Top of GIVEN RECORDS

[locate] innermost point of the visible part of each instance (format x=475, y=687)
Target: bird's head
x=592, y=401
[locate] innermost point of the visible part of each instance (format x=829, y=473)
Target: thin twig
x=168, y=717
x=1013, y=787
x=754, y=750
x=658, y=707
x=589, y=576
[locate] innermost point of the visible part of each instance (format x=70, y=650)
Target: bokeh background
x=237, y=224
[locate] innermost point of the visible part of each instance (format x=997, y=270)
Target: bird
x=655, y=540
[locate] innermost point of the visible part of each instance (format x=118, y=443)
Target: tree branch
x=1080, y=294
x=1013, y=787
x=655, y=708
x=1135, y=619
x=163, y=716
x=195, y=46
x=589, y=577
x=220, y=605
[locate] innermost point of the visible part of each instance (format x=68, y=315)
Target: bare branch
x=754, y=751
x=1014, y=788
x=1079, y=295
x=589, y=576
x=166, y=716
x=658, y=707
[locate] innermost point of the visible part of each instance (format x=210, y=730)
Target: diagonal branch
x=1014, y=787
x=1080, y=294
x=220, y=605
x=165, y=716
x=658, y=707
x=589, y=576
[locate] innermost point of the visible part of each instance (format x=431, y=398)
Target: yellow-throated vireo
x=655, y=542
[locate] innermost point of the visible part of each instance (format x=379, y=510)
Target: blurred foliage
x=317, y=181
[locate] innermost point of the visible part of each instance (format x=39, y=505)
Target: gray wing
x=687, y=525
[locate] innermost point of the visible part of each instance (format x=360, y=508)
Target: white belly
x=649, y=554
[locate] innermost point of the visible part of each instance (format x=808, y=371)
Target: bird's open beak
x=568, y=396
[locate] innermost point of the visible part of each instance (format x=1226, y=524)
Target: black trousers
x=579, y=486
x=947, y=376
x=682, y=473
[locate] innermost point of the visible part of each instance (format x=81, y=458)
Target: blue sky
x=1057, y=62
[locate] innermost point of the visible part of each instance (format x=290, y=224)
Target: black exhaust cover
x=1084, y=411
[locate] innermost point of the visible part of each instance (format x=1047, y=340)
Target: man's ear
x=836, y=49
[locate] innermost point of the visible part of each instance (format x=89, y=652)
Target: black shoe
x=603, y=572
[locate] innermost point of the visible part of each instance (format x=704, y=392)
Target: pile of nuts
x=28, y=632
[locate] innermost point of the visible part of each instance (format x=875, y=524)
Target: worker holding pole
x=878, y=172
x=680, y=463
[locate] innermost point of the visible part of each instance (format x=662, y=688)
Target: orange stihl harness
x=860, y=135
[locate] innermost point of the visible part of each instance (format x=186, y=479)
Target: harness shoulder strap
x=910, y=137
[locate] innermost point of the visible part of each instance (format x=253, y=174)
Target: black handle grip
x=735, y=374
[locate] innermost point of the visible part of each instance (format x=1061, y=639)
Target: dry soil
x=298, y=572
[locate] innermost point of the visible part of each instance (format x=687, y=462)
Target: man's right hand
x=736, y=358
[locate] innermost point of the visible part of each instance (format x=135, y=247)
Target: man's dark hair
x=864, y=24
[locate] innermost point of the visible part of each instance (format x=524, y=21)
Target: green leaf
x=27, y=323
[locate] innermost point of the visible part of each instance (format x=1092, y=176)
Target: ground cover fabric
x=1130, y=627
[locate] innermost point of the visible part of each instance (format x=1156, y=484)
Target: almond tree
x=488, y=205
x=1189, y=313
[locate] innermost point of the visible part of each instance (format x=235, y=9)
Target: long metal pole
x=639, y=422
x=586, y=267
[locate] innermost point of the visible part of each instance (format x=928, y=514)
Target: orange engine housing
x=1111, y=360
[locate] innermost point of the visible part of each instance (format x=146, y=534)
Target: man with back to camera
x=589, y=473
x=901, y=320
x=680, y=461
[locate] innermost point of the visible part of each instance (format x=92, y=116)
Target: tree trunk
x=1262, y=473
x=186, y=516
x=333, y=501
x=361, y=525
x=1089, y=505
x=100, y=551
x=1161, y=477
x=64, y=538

Bottom of GIVEN RECORDS

**ACTIVITY:** Copy exactly the lines above, starting at the opening line and finishing at the line in which "(format x=704, y=392)" occurs.

**SOLUTION FOR THIS PROBLEM:**
[locate] innermost point of the visible part of each instance (format x=475, y=687)
Target: bird's head
x=592, y=401
[locate] innermost point of the visible part of each instance (format x=829, y=473)
Target: thin twig
x=168, y=717
x=1013, y=787
x=754, y=750
x=658, y=707
x=589, y=576
[locate] innermost point of the visible part of each instance (format x=70, y=650)
Target: bokeh background
x=237, y=224
[locate] innermost point of the visible part of each instance (format x=997, y=270)
Target: bird
x=655, y=540
[locate] innermost point of the visible part of each instance (format x=118, y=443)
Target: tree branch
x=1080, y=294
x=1013, y=787
x=655, y=708
x=1135, y=619
x=163, y=716
x=195, y=46
x=589, y=577
x=220, y=605
[locate] innermost point of the visible part of each instance (format x=68, y=315)
Target: bare branch
x=754, y=751
x=1014, y=788
x=1079, y=295
x=589, y=576
x=166, y=716
x=658, y=707
[locate] innermost point of the visible part of each instance (format x=210, y=730)
Target: diagonal branch
x=1014, y=787
x=1080, y=294
x=220, y=605
x=165, y=716
x=658, y=707
x=589, y=576
[locate] innermost point of the visible part of each instance (format x=431, y=398)
Target: yellow-throated vireo
x=655, y=542
[locate] innermost point of the visible part of each instance (format x=379, y=510)
Target: blurred foliage
x=317, y=181
[locate] innermost point of the visible part of each instance (format x=39, y=505)
Target: gray wing
x=687, y=525
[locate] innermost point of the visible part of each instance (format x=360, y=508)
Target: white belly
x=649, y=554
[locate] innermost point of the visible part of each instance (format x=808, y=371)
Target: bird's open beak
x=568, y=396
[locate] innermost point of the visible part of each instance (format x=1226, y=524)
Target: black trousers
x=579, y=486
x=947, y=376
x=682, y=473
[locate] innermost point of the visible part of each instance (format x=81, y=458)
Target: blue sky
x=1057, y=62
[locate] innermost point of the visible part of each instance (format x=290, y=224)
Target: black exhaust cover
x=1084, y=411
[locate] innermost point of the visible part of each instance (format x=1047, y=340)
Target: man's ear
x=836, y=49
[locate] innermost point of the visible part of each instance (format x=89, y=652)
Target: black shoe
x=603, y=572
[locate] innermost point of the visible part of each instance (format x=704, y=392)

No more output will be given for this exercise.